__WHAT YOU NEED TO DO__.
Your output should reproduce each entry exactly, with none of its pictures.

+===+

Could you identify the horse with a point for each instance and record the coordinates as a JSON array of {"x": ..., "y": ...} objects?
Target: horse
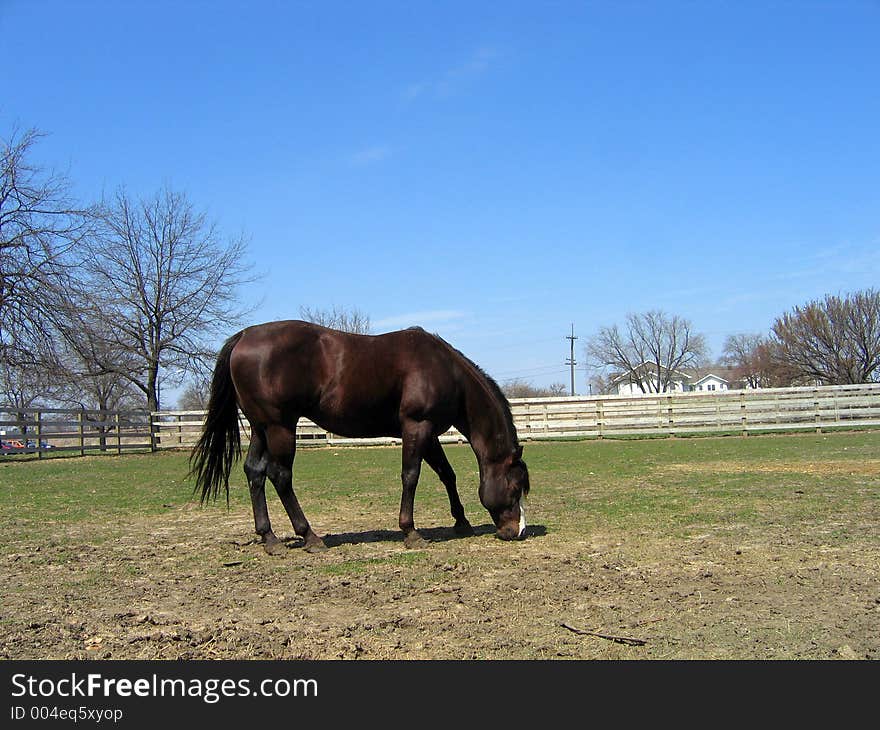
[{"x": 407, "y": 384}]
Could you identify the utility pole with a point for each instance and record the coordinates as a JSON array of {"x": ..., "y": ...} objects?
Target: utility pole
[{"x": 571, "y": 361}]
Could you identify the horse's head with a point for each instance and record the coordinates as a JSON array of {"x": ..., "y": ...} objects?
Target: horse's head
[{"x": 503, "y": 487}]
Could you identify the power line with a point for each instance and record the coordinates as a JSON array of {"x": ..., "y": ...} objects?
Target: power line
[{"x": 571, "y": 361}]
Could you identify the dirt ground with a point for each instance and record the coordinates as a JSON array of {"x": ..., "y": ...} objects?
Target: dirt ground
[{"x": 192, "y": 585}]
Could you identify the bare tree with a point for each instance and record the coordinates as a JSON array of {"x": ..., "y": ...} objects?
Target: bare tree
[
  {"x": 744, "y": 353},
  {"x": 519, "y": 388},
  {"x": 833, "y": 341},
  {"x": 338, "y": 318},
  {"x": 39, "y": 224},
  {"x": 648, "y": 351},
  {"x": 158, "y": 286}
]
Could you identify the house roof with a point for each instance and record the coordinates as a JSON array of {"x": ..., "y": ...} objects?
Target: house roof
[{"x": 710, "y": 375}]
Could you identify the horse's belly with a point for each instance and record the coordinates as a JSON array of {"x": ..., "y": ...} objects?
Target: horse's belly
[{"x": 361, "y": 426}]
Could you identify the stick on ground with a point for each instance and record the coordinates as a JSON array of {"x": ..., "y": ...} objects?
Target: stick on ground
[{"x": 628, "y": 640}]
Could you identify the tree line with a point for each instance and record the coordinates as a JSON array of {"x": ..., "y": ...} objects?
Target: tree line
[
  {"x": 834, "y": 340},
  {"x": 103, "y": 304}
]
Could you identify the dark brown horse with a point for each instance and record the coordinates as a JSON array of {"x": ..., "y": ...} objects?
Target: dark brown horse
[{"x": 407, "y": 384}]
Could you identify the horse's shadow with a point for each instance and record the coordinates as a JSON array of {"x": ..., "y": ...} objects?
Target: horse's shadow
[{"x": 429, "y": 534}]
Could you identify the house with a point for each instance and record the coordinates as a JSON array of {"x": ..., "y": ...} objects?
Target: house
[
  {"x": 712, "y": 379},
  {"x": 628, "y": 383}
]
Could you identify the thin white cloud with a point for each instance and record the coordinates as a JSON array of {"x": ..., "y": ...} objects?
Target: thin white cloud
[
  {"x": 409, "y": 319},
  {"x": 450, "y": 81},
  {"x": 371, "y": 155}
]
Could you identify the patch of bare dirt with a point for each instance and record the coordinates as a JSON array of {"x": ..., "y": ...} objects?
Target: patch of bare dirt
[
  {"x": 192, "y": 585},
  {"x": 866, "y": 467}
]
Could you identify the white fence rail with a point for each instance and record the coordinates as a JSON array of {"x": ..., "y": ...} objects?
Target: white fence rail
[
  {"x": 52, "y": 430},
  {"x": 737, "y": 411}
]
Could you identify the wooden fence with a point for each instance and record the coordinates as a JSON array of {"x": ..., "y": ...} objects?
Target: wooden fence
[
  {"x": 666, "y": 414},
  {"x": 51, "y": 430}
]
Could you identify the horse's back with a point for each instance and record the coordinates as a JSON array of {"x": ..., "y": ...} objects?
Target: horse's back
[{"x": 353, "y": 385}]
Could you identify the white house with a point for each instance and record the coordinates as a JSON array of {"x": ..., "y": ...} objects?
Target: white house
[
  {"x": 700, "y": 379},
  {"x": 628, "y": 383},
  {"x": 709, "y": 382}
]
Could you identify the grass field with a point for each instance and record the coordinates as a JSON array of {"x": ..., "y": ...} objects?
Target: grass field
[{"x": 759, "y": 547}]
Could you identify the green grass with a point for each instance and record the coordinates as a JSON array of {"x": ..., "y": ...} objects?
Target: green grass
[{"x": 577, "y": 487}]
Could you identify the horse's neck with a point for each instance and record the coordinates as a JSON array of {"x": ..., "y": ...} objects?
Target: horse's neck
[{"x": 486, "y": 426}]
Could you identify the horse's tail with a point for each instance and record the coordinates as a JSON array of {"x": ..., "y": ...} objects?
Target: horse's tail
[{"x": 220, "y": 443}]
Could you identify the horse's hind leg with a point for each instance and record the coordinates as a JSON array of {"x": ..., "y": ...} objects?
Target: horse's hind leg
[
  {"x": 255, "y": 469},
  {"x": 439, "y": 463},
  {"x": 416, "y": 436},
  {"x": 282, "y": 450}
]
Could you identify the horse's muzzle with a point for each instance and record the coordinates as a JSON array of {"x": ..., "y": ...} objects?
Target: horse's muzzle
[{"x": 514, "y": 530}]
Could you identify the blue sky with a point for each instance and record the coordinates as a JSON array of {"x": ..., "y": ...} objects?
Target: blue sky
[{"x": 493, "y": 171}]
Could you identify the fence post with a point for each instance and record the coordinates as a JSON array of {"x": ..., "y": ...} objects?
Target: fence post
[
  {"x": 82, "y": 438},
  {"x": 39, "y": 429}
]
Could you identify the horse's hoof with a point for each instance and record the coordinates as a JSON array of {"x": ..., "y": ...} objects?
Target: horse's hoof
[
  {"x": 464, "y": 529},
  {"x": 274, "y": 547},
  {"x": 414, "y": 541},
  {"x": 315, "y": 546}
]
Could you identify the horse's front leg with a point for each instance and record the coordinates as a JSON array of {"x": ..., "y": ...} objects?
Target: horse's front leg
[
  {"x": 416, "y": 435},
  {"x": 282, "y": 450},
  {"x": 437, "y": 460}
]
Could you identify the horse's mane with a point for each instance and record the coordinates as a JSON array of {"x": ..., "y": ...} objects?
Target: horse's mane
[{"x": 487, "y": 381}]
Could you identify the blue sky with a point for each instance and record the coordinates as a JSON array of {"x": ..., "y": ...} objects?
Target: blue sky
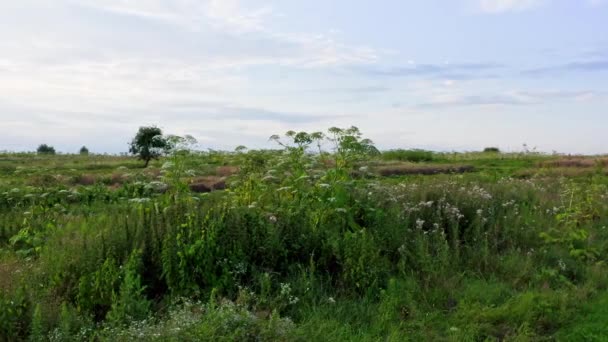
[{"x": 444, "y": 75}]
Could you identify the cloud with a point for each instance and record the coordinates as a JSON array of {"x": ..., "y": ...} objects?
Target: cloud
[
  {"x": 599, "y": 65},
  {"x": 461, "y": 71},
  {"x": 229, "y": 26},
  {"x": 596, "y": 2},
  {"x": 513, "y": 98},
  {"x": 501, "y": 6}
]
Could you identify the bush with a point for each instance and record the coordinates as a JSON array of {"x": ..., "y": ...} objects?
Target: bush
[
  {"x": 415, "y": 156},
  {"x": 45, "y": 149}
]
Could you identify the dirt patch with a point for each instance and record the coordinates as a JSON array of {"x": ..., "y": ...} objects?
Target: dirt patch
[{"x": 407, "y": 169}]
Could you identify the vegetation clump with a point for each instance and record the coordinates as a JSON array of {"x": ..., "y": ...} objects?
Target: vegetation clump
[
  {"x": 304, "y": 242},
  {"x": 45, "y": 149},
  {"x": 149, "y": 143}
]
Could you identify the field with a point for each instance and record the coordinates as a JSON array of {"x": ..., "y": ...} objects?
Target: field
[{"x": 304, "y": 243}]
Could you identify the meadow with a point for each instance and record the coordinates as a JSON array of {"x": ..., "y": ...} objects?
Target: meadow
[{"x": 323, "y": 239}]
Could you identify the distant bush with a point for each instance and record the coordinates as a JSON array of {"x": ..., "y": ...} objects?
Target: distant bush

+===+

__ANSWER TO THE PROBLEM__.
Could you identify the horse with a point for each instance and record the coordinates as a JSON array of {"x": ..., "y": ...} objects?
Target: horse
[{"x": 407, "y": 384}]
Could you identify the utility pole with a point for each instance and record the coordinates as a JSON array of {"x": ..., "y": ...} objects?
Target: utility pole
[{"x": 571, "y": 361}]
Could you identify the horse's head with a point for each instance and record the coordinates as a JSON array of {"x": ..., "y": ...} objects?
Target: horse's head
[{"x": 503, "y": 487}]
Could you identify the power line with a point for each instance and record the coordinates as a JSON array of {"x": ..., "y": ...} objects?
Target: power line
[{"x": 571, "y": 361}]
Could you identify the dirt ground with a point for each instance and record the coordinates as a JSON array of {"x": ..., "y": ...} objects?
Target: dirt ground
[{"x": 192, "y": 585}]
Could you identify the bare tree with a point for each instance and record the coordinates as a JSON array of {"x": ..., "y": ...} objects?
Target: bare tree
[
  {"x": 744, "y": 353},
  {"x": 519, "y": 388},
  {"x": 833, "y": 341},
  {"x": 338, "y": 318},
  {"x": 39, "y": 224},
  {"x": 648, "y": 351},
  {"x": 158, "y": 286}
]
Could you identify the house roof with a point for each instance and record the coordinates as a JSON array of {"x": ..., "y": ...} objects?
Target: house roof
[{"x": 710, "y": 375}]
Could you identify the horse's belly with a point for each instance and record the coordinates as a JSON array of {"x": ..., "y": ...} objects?
Target: horse's belly
[{"x": 361, "y": 426}]
Could you identify the stick on ground with a point for each instance and record the coordinates as a JSON array of {"x": ..., "y": ...} objects?
Target: stick on ground
[{"x": 628, "y": 640}]
Could you identify the tree line with a point for each instance and record the coordinates as a JSON array of {"x": ..., "y": ...} objects?
Target: tree line
[
  {"x": 834, "y": 340},
  {"x": 103, "y": 304}
]
Could you identify the dark brown horse with a point for each instance and record the coordinates as a JSON array of {"x": ..., "y": ...} objects?
Target: dark brown horse
[{"x": 407, "y": 384}]
Could you identify the horse's shadow with a point for each instance and record the coordinates as a JSON array of {"x": ..., "y": ...} objects?
Target: horse's shadow
[{"x": 429, "y": 534}]
Could you identify the house with a point for each instance and record the coordinates as a JSON array of {"x": ..., "y": ...} objects?
Target: house
[
  {"x": 712, "y": 379},
  {"x": 628, "y": 383}
]
Could you identify the thin white cloud with a point for each instance and record the coordinates as a JSON array of {"x": ..., "y": ...} objects?
Target: thin white cloud
[
  {"x": 409, "y": 319},
  {"x": 450, "y": 81},
  {"x": 371, "y": 155}
]
Could you identify the patch of bare dirt with a point for each instance and record the coordinates as a JSON array of {"x": ..., "y": ...} objects?
Target: patch of bare dirt
[
  {"x": 192, "y": 585},
  {"x": 866, "y": 467}
]
Could you identify the white fence rail with a point for each instance and record the coordinates as a JSON array of {"x": ..., "y": ...} objects?
Target: white fence rail
[
  {"x": 52, "y": 430},
  {"x": 737, "y": 411}
]
Could you identify the wooden fence with a point for each instance and record the coordinates as a JSON array of {"x": ..., "y": ...} objects?
Target: wooden fence
[
  {"x": 666, "y": 414},
  {"x": 51, "y": 430}
]
Could you identify the horse's back with a point for each instance and record the coordinates as a JSON array of {"x": ..., "y": ...} objects?
Target: horse's back
[{"x": 353, "y": 385}]
Could you identify the white house with a point for each instance and record the coordinates as a JSON array of {"x": ..., "y": ...} objects?
Target: white house
[
  {"x": 700, "y": 379},
  {"x": 628, "y": 383},
  {"x": 709, "y": 382}
]
Could you identify the grass field with a point for each instance and record the coordinates as a JSON array of {"x": ..., "y": ...} objects?
Target: grass field
[{"x": 759, "y": 547}]
Could you identify the green grass with a point for each instance and record the coordinates as a JSON array of {"x": ..., "y": ...} objects?
Target: green grass
[{"x": 577, "y": 487}]
Could you identify the horse's neck with a point for each instance and record the coordinates as a JSON array of {"x": ..., "y": ...} objects?
Target: horse's neck
[{"x": 486, "y": 426}]
Could you identify the horse's tail with a point for each instance and record the coordinates as a JSON array of {"x": ..., "y": ...} objects?
Target: horse's tail
[{"x": 220, "y": 443}]
Could you identify the horse's hind leg with a point for each instance and record the coordinates as a JSON array of {"x": ..., "y": ...} objects?
Target: horse's hind leg
[
  {"x": 255, "y": 469},
  {"x": 439, "y": 463},
  {"x": 416, "y": 436},
  {"x": 282, "y": 450}
]
Could you identify the horse's muzzle with a point for each instance and record the coordinates as a JSON array of {"x": ..., "y": ...} objects?
Target: horse's muzzle
[{"x": 514, "y": 530}]
Could you identify the blue sky with a point for each instance and record the coordinates as a JSON array of {"x": ..., "y": ...} objects?
Target: blue sky
[{"x": 493, "y": 171}]
Could you identify the fence post with a point for each instance and record the coordinates as a JSON array of {"x": ..., "y": ...} objects?
Target: fence post
[
  {"x": 82, "y": 438},
  {"x": 39, "y": 429}
]
Could you identify the horse's hoof with a point for each instance and record the coordinates as a JSON array of {"x": ..., "y": ...} objects?
Target: horse's hoof
[
  {"x": 464, "y": 529},
  {"x": 274, "y": 547},
  {"x": 414, "y": 541},
  {"x": 315, "y": 546}
]
Could you identify the horse's front leg with a point for each instance and record the coordinates as a JSON array of {"x": ..., "y": ...} objects?
Target: horse's front leg
[
  {"x": 416, "y": 435},
  {"x": 282, "y": 450},
  {"x": 437, "y": 460}
]
Could you identify the horse's mane with a point for each instance and record the coordinates as a JSON array of {"x": ..., "y": ...} objects?
Target: horse's mane
[{"x": 487, "y": 381}]
Could you identify the blue sky with a point for each instance and record the coordinates as a JSON array of {"x": ..., "y": ...} objects?
Target: blue sky
[{"x": 444, "y": 75}]
Could you identify the cloud with a point for each instance and record the coordinates as a JSON array of {"x": ..., "y": ...} objects?
Target: cloud
[
  {"x": 599, "y": 65},
  {"x": 461, "y": 71},
  {"x": 229, "y": 26},
  {"x": 596, "y": 2},
  {"x": 513, "y": 98},
  {"x": 501, "y": 6}
]
Could you identify the bush with a point for each instance and record the coordinates as a JSON array of {"x": ..., "y": ...} objects?
Target: bush
[
  {"x": 415, "y": 156},
  {"x": 45, "y": 149}
]
Could you identify the dirt patch with a point for each instance and record the coordinates as a JSON array of {"x": ..., "y": ...} objects?
Target: dirt patch
[{"x": 407, "y": 169}]
Could you identify the vegetation clump with a point for each instance and record the coordinates as a JSON array of {"x": ..., "y": ...} objects?
Target: vegetation clump
[
  {"x": 304, "y": 242},
  {"x": 45, "y": 149},
  {"x": 149, "y": 143}
]
Could you identify the field with a point for each instance and record the coordinates as a JSON array of {"x": ..., "y": ...} objects?
Target: field
[{"x": 304, "y": 243}]
Could you identify the meadow with a point for each instance and record the coordinates as a JSON array of {"x": ..., "y": ...} objects?
Target: meadow
[{"x": 323, "y": 239}]
Could you identify the distant bush with a point for each instance and record the coordinates as a JSON array of {"x": ..., "y": ...} objects?
Target: distant bush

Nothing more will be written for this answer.